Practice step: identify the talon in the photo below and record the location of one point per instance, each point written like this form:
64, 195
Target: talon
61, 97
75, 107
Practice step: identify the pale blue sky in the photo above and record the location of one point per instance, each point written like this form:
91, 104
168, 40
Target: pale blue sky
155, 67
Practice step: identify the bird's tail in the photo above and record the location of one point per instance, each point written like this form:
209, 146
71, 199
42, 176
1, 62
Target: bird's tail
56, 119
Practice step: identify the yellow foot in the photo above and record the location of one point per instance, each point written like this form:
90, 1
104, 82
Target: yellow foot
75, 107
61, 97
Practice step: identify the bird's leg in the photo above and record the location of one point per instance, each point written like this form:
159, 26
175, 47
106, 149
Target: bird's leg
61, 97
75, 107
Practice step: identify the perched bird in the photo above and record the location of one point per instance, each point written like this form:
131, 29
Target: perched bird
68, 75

++++++++++++++++++++

:: SHORT PROBLEM ::
Rewrite the listing above, changing every "identify" to "locate" and leaving everything else as it is.

:: THE RESULT ::
Practice step: locate the talon in the photo below and record the location of one point per instance, each point written like this form:
64, 195
Target: talon
61, 97
75, 107
Practice step: locate the pale blue sky in the photo above and record the location of one point per instance, each point written like this form:
91, 104
168, 40
Target: pale blue sky
155, 67
Practice step: locate the bird's tail in the photo above and record the location of one point per instance, each point written like this form:
209, 146
71, 199
42, 176
1, 62
Target: bird's tail
56, 119
Practice step: locate the yellow foot in the photo above and record the location of one point per instance, each point written like this form:
90, 1
104, 82
Target: yellow foot
75, 107
61, 97
Practice step: locate the bird's leg in the photo above and record the location of one point per instance, each point written like this form:
159, 26
175, 47
106, 149
Target: bird's leg
61, 97
75, 107
Practice step: locate the perched bird in the photo above and record the location of one point per instance, each point written like this form:
131, 29
Target: perched bird
68, 75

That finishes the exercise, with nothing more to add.